> **SOURCE DOCUMENT**:
● ● ●

Apple’s iWork for iCloud beta seeded to consumers; brings iWork to Windows PCs; may be free, hurting Microsoft’s Office 365

“After introducing iWork for iCloud during its Worldwide Developers Conference and sending invites to registered developers soon after, Apple has begun inviting normal users to test the software according to a number of MacRumors tipsters,” Jordan Golson reports for MacRumors.

“iWork for iCloud offers in-browser versions of Apple’s iWork software suite, including Pages, Keynote, and Numbers,” Golson reports. “The software can be accessed from both PC and Mac computers as well as a number of mobile devices. It is expected to be released to the public later this year.”

Read more in the full article here.

MacNN reports, “The online version of the three iWork apps — Pages, Numbers and Keynote — is not believed to be intended to replace the local Mac and iOS versions, but instead complement them with a way to use the programs from any online device — including, for the first time, Windows computers.”

“The web apps, first announced at Apple’s Worldwide Developers Conference in June, offer nearly mirror-copies of the existing iOS and Mac versions of the word-processor and layout tool Pages, the spreadsheet app Numbers and the presentation tool Keynote, accessible through any desktop or notebook version of Safari, Chrome and Internet Explorer,” MacNN reports. “As we found in our reviews, the service is nearly functionally complete, and fully supports syncing and importing documents (including Microsoft Office documents).”

MacNN reports, “Developers, who have had access to the apps since earlier this month, have praised the programs and suggested that Apple may be intending to offer them for free, at least to those who already own a copy of either the OS X or iOS versions. The web apps require a free iCloud account, available for both Mac and PC owners, and use cloud syncing of documents. The free beta, depending on how widespread the offer becomes, could pose a serious threat to Microsoft and its efforts to get Mac and PC owners to switch to its own version of an ‘office in the cloud’ suite, Office 365 (which costs $100 a year…)”

Read more in the full article here.

38 Comments

  1. I tried the Pages iCloud beta this morning. I tried to open a Office doc by dragging it from my desktop to Pages but it wouldn’t open the document totally and ended up with the title of the doc on a second page. I’ll try again.

    1. Imported about a dozen .doc and .docx documents by dragging from finder onto the iCloud Pages “file page”.
      (some with complex formatting and imbedded images which iC/P translated without a problem)
      Don’t know… seems to work perfectly for me.

  2. Ditto. I wonder, does anyone here who has received an invite to the iWork beta here have a paid iCloud account? I do ($20 a year or thereabouts) and I wonder if that’s potentially figuring into their thinking.

        1. I have a “paid” account, got the beta invite late yesterday. If it matters.
          With admittedly limited use (1 day), so far, it works stunningly well. Am constantly amazed it is a browser app.

  3. I receives an invite earlier today. Just a regular consumer, though I have iWork on my computer. I briefly tested a numbers spreadsheet. Created in iCloud, closed and opened on my computer right after perfectly, edited and saved including changing the title of the doc, then reopened in iCloud without a hitch. This could be very useful and it is very smooth.

    1. If Numbers can replace my Excel spreadsheets, then I will have no need for two things, A/ Microsoft products, B/ anything more powerful than my iPad.

      I will continue using my MacBook Pro because sometimes a truck is necessary to do initial heavy lifting. But thereafter, a family sedan will suffice.

● ● ●

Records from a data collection
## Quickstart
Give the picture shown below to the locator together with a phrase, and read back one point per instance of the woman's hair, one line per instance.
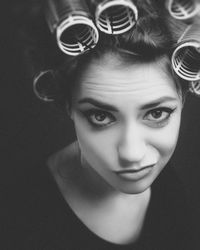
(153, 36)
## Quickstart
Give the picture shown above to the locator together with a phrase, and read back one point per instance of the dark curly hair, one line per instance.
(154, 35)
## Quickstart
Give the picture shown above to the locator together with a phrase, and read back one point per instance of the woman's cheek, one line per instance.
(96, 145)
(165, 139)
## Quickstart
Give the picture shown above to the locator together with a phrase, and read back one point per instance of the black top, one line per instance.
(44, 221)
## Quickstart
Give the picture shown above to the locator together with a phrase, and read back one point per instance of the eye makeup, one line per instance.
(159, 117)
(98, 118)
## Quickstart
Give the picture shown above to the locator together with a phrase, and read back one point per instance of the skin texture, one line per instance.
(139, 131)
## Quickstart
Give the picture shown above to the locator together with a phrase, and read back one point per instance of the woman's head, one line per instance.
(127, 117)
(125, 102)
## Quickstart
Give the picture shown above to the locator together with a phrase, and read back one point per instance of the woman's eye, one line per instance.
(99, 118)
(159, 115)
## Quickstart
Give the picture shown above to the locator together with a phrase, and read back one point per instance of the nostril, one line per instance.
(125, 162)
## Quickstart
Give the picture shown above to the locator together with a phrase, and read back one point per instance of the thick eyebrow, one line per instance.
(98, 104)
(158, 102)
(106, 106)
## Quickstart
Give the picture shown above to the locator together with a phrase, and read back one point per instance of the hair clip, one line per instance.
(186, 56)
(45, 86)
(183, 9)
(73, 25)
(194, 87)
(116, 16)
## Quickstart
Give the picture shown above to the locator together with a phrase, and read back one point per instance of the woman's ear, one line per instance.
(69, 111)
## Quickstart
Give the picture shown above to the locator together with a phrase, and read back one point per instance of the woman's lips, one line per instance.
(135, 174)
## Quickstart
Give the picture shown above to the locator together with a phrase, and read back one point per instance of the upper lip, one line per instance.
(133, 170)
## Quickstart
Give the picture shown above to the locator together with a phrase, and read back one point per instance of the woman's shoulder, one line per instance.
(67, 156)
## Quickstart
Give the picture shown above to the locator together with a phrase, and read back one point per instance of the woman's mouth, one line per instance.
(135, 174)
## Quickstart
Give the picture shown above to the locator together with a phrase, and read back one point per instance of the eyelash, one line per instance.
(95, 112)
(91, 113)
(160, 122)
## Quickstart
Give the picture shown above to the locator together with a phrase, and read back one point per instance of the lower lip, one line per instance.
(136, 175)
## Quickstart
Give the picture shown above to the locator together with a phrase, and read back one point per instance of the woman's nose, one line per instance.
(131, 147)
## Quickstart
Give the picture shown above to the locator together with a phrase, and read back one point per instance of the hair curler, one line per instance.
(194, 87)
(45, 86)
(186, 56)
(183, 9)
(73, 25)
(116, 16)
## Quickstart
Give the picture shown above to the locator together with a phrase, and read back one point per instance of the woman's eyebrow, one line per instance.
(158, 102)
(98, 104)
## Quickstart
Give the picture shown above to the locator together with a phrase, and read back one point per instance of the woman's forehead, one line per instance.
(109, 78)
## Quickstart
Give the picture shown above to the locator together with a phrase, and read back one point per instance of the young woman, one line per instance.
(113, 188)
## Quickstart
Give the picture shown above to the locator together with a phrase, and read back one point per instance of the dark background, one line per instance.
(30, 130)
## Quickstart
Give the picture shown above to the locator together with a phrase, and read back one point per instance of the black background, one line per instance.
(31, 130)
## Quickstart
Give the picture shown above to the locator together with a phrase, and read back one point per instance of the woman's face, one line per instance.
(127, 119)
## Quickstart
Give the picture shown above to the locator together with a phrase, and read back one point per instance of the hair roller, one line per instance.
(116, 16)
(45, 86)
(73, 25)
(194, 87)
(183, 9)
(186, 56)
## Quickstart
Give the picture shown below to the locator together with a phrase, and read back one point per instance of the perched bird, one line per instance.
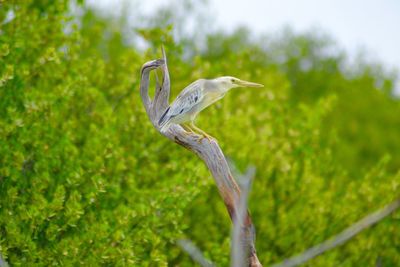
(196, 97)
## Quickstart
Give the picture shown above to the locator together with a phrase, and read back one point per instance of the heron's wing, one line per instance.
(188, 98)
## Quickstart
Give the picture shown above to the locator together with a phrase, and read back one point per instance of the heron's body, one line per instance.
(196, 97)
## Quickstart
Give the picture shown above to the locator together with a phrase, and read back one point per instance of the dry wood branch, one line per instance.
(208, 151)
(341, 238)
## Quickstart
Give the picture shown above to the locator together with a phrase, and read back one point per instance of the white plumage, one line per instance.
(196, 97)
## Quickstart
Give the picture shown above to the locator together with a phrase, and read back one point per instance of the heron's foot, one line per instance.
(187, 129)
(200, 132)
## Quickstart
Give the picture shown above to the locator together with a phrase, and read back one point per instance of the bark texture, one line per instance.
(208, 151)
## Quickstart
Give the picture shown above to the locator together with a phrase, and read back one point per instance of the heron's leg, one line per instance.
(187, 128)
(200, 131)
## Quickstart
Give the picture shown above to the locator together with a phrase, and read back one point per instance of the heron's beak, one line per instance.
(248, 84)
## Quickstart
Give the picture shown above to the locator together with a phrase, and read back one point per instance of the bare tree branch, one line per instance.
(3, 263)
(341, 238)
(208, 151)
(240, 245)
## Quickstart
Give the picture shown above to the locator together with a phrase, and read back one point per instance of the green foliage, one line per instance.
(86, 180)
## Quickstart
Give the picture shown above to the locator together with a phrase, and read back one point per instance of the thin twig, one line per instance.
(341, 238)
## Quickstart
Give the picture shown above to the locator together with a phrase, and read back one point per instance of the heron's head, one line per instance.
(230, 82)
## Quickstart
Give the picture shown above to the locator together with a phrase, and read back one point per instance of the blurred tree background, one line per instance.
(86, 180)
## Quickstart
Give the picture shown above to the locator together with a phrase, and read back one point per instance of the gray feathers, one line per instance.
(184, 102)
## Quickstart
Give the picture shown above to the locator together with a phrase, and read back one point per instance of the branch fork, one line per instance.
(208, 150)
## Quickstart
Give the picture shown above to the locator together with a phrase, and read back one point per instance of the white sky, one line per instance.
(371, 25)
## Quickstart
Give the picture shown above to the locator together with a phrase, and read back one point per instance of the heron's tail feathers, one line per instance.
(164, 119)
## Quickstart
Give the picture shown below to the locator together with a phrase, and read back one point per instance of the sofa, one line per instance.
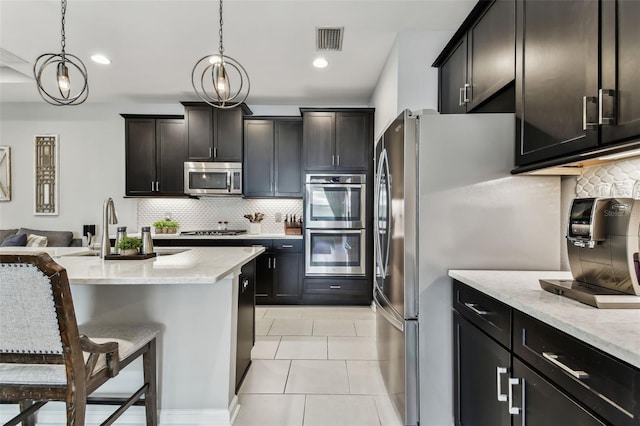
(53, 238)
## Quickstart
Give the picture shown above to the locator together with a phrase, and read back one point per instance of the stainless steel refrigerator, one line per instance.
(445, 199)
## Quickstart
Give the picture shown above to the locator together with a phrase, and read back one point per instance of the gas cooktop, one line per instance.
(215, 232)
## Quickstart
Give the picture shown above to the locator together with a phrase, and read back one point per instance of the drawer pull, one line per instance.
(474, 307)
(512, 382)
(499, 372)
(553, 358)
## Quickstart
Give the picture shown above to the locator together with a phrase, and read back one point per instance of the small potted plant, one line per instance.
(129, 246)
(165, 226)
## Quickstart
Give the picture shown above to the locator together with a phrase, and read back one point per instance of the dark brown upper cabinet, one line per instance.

● ● ●

> **SHORT TASK**:
Write the next part of the iWork for iCloud article, picking up right after its final comment. The listing is not required for this work.

> **TASK RESPONSE**:
  4. I’ve been using it and it’s pretty good!

    But i still prefer TextEdit! But, iwork online will be good during the times when i’m stuck using a PC somewhere

  5. “offer nearly mirror-copies of the existing iOS and Mac versions”

    Yeah, not even close unless all you’re doing is VERY simple. Closer to the iOS versions as those are already lacking features (like no bezier editing or color picking) and Keynote is missing a lot of on-slide animation features.

    My BIG hope? That they make Keynote documents embed-able like YouTube vids. 🙂

  6. Questions for those of you trying it out: Is there a feature allowing you to share your document with others? If so, how does that work? I would love to push this at my school district, which is currently using Google Apps.

    1. It appears that you can share documents via iCloud Mail, in either Keynote, Pdf or Powerpoint format.

      So far it doesn’t appear that you can add comments or work on a Keynote project with others though (unless, let’s say, one person receives it, edits it, and saves it as an entirely new document, then sends it back).

  7. I have been testing the three apps since I received the email this morning. Frankly, it is very impressive. With a decent internet connection, you forget very, very quickly that you’re not working with a local desktop app. It is that good. Once I exited out of the test documents, they were immediately available on the desktop and iOS versions of the respective applications.

    That said, there are some shortcomings. I have shared some feedback with Apple on it already. Though the minimal feature set suffices for most basic users, some important features are missing from pages. Inserting page numbers or running heads should be simpler. I use this in the academic community, so we can’t do without such features.

  8. I’m so looking forward to the iCloud iWork feature. I teach at a university that is totally Windows, etc. I have used Macs since 1984. I must take my Macbook Pro to all my classes and connect to the projection system to show my Keynote classroom presentations – my faculty peers regularly ask how I make such nice presentations. As I understand it, I will soon be able to log into my iCloud from a university PC and show my Keynote presentations. How nice will that be?

  9. Yippee. We want iWork for the Mac version 2013, hosted on our own Macs, thank you very much.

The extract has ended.